TO DO:
Send every record back word for word.

Stored records:
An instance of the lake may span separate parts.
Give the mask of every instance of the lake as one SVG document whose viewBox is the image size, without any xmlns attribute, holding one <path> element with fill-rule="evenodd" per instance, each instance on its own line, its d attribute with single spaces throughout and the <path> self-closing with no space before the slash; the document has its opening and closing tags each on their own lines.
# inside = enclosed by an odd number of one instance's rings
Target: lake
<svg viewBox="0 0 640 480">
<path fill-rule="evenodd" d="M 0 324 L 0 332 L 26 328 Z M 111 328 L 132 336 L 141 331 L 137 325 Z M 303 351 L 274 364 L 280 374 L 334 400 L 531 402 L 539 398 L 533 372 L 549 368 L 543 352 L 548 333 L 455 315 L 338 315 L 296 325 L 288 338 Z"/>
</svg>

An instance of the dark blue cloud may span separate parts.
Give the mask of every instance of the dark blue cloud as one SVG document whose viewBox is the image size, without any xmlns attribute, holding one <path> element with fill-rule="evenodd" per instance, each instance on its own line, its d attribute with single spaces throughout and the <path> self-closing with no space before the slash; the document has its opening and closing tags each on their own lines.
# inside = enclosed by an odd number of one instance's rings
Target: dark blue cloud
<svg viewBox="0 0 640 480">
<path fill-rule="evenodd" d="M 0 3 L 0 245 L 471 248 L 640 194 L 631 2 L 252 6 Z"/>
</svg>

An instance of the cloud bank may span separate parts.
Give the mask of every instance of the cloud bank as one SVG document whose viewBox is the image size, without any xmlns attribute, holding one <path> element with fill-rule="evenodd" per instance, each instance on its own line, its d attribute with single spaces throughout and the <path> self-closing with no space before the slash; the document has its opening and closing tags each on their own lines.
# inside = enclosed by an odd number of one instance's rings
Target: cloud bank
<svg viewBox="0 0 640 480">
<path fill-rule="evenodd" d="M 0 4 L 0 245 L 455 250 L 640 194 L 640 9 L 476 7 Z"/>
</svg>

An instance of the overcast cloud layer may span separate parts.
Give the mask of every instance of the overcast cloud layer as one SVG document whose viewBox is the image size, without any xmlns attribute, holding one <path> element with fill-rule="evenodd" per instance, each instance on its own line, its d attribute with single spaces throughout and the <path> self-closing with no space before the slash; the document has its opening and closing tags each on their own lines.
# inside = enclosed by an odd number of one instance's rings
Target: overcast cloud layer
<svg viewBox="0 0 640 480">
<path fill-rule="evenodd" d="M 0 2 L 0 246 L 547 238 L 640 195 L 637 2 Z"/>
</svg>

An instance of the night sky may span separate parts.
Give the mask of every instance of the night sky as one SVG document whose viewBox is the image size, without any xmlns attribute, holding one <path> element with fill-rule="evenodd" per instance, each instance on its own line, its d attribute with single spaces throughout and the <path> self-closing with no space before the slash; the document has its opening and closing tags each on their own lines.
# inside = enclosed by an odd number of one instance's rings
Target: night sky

RESPONSE:
An instance of the lake may span separate parts.
Give the mask of every instance of the lake as one SVG document whose viewBox is the image size, without any xmlns attribute, holding one <path> element with fill-rule="evenodd" per instance, each instance on its own line, its d attribute with single spaces throughout and the <path> self-closing with no space before the slash; the document has its opening and closing tags each on their own lines.
# inside = enclosed by an odd number of one instance's rings
Target: lake
<svg viewBox="0 0 640 480">
<path fill-rule="evenodd" d="M 0 324 L 0 332 L 26 328 Z M 111 328 L 132 336 L 141 331 L 137 325 Z M 303 351 L 274 364 L 280 374 L 334 400 L 531 402 L 539 398 L 533 372 L 549 368 L 543 352 L 548 333 L 455 315 L 338 315 L 296 325 L 288 338 Z"/>
</svg>

An instance of the dark blue cloud may span separate parts.
Give the mask of every instance of the dark blue cloud as one SVG document whose viewBox is the image size, without any xmlns attribute, holding one <path> element with fill-rule="evenodd" per instance, each instance on its own line, its d attribute with single spaces throughout and the <path> self-closing with no space before the slash; the document has its opening and closing tags each on their own lines.
# inside = enclosed by an odd number of one instance's rings
Target: dark blue cloud
<svg viewBox="0 0 640 480">
<path fill-rule="evenodd" d="M 0 3 L 0 245 L 471 248 L 640 194 L 631 2 L 252 6 Z"/>
</svg>

An instance of the cloud bank may span separate parts.
Give the mask of every instance of the cloud bank as one SVG document whose viewBox is the image size, without any xmlns attribute, holding one <path> element with fill-rule="evenodd" per instance, each instance on its own line, its d attribute with single spaces throughout and the <path> self-closing with no space before the slash; the document has its opening and closing tags each on their own lines.
# inside = enclosed by an odd number of one instance's rings
Target: cloud bank
<svg viewBox="0 0 640 480">
<path fill-rule="evenodd" d="M 0 4 L 0 245 L 455 250 L 640 194 L 640 9 L 476 7 Z"/>
</svg>

An instance of the overcast cloud layer may span separate parts.
Give the mask of every instance of the overcast cloud layer as one SVG document whose viewBox is the image size, without any xmlns attribute, holding one <path> element with fill-rule="evenodd" per instance, each instance on its own line, its d attribute with single spaces throughout and the <path> self-closing with no space before the slash; the document has its opening and closing tags each on their own lines.
# inside = enclosed by an odd number of one instance's rings
Target: overcast cloud layer
<svg viewBox="0 0 640 480">
<path fill-rule="evenodd" d="M 0 2 L 0 246 L 547 238 L 640 195 L 637 2 Z"/>
</svg>

An instance of the night sky may span separate parts.
Give the mask of every instance of the night sky as one SVG document whose viewBox is the image size, without any xmlns attribute, holding one <path> element with fill-rule="evenodd" per instance, each instance on its own line, its d attribute with single spaces throughout and the <path> self-closing with no space before the slash; the document has its opening and closing tags each on their own lines.
# inside = enclosed by an odd number of one instance's rings
Target: night sky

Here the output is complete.